SELECTED EXCERPT:
The Mister reads the Kid a story each night, or tells him one, and the Kid falls asleep. This is part of their tucking-in ritual.

I thought this was maybe a little excessive ss is Dirol but then I read some of the posts on here about BPs cosleeping/snuggling with kids all night? or bringing them into their own bed? This seems insane to me! Creepy!

The Kid opened the bedroom door in the morning the second day he visited my house, and I said "This is my room, you have to knock first" and he said "ok joanie"...At the Mister's house they sometimes will fall asleep on the couches in the living room (one apiece) after playing video games late, or movie night...BM still sleeps with the Kid, but Mister says the Kid doesn't like it much...complains about it.

How do people even begin to allow kids to sleep with them?

I find myself turned off a lot of times just knowing the Kid could maybe hear us kissing or talking in intimate ways...I don't understand, if he was EVER in that bed I don't think I could have sex there ever again!

Maybe I am the weird one for finding the Kid's presence in the house kind of disturbing this way? I can't imagine you folks who have to deal with disrespect for your room, or your privacy, or partners who drag the kid into the bedroom or just allow them to intrude there...

briarmommy's picture

My SS isn't allowed to intrude there, he isn't allowed in our bedroom at all unless we give him permission and he hardly ever gets permission. The only reason is to use our shower since the shower in his bathroom doesn't work. We have strict rules about bedrooms though, SS isn't allowed in our daughters room either and when she gets older and starts going places she won't be allowed in his without permission. My DH and I obviously can go anywhere that we need to be but we think bedrooms should be personal space. That doesn't mean that we don't check for contriband or make sure they keep it clean but we are trying to teach them to respect people's privacy.

iloveMYkids's picture

My fiance and I are currently co-sleeping with our kids. We have a 4 month old daughter together so her crib is set up right next to my bed and our soon-to-be two year old son sleeps in the bed with us. Don't cringe yet! I have a darned good reason for this! lol. The plan when moving into our 3 bedroom home was for our little boy and girl to eventually share a room with my fiance's little boy and girl from his previous marriage. Upon learning what little freaks his kids are, there is NO WAY my kids are sleeping in rooms with them until we have some sort of video surveillance installed, and even still I'm not sure. My fiance's daughter is a psychopath-she's 6. I have had to scrub pee off of her walls. Every mattress we buy for her gets pee'd on to the point of mold. The other day she urinated directly into a gift bag from her birthday and left it there to seep out onto the floor. She has these delusions..claiming that people have tried to stab her in her chest and kill her-the stories always vary, but are equally disturbing. She likes to hurt animals, and people. She laughs when you punish her. So I feel like it would be immoral to put my kids on the opposite side of the house from me at night to fend for themselves when this little psycho is lurking in the dark..because yes she does creep around the house at night to observe people in their beds and steal food out of the kitchen. She even likes to touch me in a sexual manner as much as humanly possible and I have to say: if I catch that kid touching my son or daughter-her and I might have to step outside like grown men! Our bedroom has become sort of a safe haven. It is the only place that I feel my kids are completely safe with me and we get to spend happy time as a family. I would for the kids to sleep in their own rooms as soon as possible though and am looking for ways to fix these problems to make it happen. I am 27, and would LOVE to have privacy with my fiance, but the well-being of my children come first. Any suggestions? I discuss these things with my own friends and family and their only solution is to leave my fiance-that is just wrong!

SHORT EXERCISE: Reproduce everything from "I find myself" down to "there ever again!" in the bedroom-privacy forum thread above, without altering a word.

LISTING:
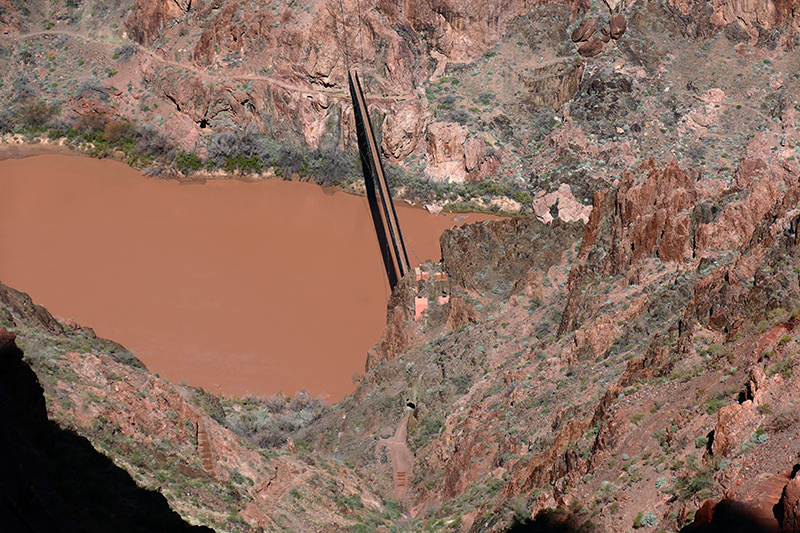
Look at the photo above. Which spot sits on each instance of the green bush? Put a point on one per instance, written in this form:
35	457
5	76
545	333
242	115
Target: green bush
188	162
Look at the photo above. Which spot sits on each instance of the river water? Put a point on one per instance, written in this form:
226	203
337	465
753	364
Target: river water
241	288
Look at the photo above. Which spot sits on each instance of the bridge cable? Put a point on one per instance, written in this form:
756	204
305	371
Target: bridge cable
361	32
346	42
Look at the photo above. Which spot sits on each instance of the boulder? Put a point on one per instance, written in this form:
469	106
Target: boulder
591	48
790	502
617	25
584	31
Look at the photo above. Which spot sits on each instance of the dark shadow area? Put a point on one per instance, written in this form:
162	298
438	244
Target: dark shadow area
731	516
53	480
552	521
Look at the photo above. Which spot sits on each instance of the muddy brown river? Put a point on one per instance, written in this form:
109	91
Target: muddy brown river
241	288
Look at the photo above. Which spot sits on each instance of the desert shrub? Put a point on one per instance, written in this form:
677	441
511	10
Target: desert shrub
91	88
125	52
648	519
153	143
245	143
24	88
269	422
188	162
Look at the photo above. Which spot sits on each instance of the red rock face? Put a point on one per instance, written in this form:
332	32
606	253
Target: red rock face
591	48
584	31
148	16
790	501
617	25
651	221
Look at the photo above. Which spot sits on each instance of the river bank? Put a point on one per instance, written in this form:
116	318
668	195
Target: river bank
237	287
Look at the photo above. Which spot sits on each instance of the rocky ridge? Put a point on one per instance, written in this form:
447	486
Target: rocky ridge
622	359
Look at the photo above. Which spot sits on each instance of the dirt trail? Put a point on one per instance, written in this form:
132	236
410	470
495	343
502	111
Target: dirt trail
400	455
204	447
332	93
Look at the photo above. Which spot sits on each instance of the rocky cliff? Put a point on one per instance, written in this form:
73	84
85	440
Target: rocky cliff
622	358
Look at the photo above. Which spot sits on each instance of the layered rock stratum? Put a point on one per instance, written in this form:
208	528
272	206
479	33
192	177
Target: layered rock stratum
621	358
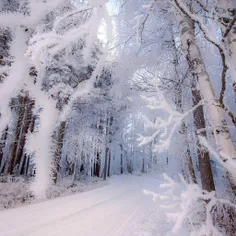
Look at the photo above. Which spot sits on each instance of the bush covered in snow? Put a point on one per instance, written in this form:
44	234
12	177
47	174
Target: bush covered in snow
194	212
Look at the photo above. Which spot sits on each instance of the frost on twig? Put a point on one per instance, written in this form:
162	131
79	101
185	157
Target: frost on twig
199	212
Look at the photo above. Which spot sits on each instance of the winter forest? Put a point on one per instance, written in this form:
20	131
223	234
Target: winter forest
132	102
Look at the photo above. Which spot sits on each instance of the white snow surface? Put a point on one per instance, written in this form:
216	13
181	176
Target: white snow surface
115	209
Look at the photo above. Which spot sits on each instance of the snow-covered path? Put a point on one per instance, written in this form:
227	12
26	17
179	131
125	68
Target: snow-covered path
112	210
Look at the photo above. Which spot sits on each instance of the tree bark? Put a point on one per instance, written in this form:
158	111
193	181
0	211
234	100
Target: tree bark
215	113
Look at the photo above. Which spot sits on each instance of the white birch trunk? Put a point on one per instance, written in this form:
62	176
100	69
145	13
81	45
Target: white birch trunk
230	38
215	113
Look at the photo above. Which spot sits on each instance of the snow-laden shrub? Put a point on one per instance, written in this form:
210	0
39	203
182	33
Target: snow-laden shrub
195	212
13	192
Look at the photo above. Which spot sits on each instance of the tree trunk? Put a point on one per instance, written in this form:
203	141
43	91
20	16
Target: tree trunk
215	112
203	155
59	145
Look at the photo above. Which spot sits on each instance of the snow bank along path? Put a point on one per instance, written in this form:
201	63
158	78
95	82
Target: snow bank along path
108	211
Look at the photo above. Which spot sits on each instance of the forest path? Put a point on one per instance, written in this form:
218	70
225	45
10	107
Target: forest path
113	210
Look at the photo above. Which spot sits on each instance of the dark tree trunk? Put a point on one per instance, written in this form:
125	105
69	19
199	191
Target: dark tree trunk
109	164
203	155
57	155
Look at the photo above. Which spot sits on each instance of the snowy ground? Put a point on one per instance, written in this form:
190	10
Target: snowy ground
120	208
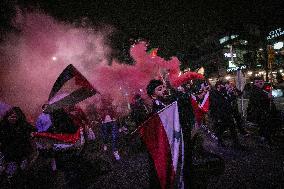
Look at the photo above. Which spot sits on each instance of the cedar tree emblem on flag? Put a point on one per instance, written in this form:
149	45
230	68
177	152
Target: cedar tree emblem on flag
162	135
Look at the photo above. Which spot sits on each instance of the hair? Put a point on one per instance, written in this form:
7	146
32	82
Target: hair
152	86
20	115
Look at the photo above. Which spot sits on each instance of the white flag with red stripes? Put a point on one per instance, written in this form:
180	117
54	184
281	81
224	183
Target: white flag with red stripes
162	135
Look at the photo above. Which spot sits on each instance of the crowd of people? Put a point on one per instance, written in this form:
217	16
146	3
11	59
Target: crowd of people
16	133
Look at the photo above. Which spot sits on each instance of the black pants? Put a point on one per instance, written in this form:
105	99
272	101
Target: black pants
222	125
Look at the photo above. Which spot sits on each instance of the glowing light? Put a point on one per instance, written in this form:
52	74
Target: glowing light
201	70
261	73
249	72
278	45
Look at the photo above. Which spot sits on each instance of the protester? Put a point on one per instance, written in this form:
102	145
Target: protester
222	113
139	110
80	119
232	96
15	141
162	95
260	108
43	122
109	125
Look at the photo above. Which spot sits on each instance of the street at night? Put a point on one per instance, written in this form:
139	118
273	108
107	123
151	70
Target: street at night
129	94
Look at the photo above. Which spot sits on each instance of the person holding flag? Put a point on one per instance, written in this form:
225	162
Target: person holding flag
167	135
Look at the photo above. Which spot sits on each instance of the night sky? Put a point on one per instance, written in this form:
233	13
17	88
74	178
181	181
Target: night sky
173	26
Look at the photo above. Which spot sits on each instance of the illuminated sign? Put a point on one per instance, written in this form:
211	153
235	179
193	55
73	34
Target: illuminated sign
236	68
275	33
226	38
229	55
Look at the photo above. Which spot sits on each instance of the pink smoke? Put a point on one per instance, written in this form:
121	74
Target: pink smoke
33	59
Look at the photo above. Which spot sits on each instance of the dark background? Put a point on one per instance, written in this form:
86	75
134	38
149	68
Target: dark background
177	28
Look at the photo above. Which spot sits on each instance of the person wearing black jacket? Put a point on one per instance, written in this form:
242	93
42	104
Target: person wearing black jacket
15	141
260	108
222	113
232	95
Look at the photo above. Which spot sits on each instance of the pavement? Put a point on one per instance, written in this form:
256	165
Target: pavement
255	165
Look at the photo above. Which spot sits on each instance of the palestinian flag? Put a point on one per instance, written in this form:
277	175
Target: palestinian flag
153	52
70	88
162	135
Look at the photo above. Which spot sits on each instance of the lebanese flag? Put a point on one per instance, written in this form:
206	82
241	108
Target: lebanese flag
200	110
162	135
70	88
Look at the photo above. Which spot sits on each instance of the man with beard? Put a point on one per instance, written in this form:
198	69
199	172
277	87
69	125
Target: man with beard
159	94
162	96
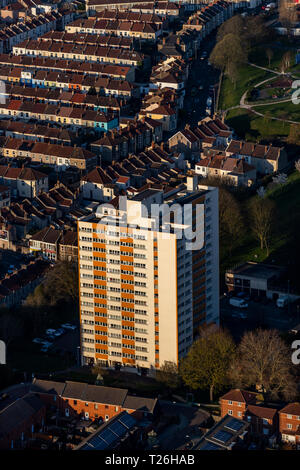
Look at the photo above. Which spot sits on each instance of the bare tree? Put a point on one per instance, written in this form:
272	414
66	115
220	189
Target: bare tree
263	361
168	375
287	14
262	212
269	54
11	327
206	365
285	62
230	219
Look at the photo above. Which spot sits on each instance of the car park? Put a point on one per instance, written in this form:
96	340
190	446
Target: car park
50	331
69	326
59	332
38	341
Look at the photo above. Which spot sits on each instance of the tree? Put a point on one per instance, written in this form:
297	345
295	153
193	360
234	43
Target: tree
285	62
207	362
294	134
232	73
287	14
255	31
263	361
269	54
234	25
61	282
262	212
100	371
230	219
11	327
227	50
168	375
92	91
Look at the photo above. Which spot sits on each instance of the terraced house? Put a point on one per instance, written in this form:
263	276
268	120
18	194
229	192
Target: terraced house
23	182
69	116
58	156
141	30
34	63
80	52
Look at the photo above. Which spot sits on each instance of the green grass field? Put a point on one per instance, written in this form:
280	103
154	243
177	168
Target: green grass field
248	76
254	128
283	246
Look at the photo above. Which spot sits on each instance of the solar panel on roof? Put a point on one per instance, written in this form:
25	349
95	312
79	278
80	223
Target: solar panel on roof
118	428
97	442
210	446
234	425
108	436
222	436
127	420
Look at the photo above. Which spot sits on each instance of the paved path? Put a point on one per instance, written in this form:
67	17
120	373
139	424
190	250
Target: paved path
244	105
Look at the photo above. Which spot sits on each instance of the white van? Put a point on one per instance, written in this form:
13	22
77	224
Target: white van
282	301
236	302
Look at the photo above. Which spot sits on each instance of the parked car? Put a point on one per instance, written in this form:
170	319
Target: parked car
4	396
282	301
50	331
243	295
38	340
68	326
59	332
239	315
236	302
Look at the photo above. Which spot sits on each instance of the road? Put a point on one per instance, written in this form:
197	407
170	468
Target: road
258	314
201	74
177	436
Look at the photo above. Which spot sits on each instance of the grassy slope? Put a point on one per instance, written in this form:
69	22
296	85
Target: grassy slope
248	76
252	127
287	200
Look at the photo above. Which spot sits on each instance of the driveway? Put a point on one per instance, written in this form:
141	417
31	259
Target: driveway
258	315
176	436
201	74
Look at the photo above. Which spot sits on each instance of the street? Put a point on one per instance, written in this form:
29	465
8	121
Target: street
258	315
201	74
177	436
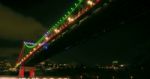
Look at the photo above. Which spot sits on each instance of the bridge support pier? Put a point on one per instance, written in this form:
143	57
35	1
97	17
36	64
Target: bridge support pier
29	70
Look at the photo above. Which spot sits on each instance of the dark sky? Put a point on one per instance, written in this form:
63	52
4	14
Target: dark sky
27	20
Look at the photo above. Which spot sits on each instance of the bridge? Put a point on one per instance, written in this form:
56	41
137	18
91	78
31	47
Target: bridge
78	24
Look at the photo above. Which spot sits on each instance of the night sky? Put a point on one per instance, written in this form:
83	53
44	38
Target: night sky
28	20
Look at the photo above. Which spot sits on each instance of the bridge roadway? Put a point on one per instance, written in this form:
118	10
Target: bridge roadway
107	19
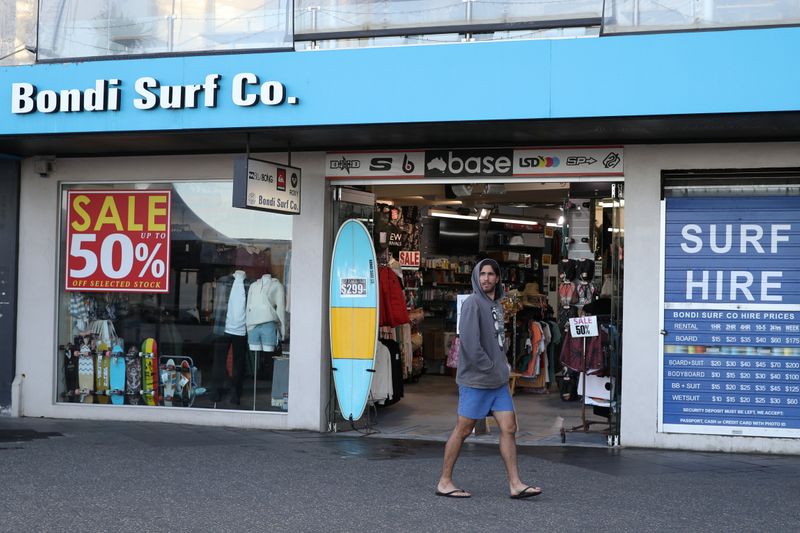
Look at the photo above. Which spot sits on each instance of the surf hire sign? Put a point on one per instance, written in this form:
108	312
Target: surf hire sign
266	186
731	329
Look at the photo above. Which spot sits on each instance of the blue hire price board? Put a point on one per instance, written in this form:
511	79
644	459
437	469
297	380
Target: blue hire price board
731	344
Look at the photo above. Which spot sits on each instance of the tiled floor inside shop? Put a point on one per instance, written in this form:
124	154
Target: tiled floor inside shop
428	411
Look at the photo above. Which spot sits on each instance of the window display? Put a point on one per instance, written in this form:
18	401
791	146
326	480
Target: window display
171	297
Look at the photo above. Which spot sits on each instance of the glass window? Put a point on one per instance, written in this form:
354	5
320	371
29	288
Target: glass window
17	32
622	16
217	333
91	28
313	16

SOLUTION FOR THIS TASK:
I find myself turned off a lot of times just knowing the Kid could maybe hear us kissing or talking in intimate ways...I don't understand, if he was EVER in that bed I don't think I could have sex there ever again!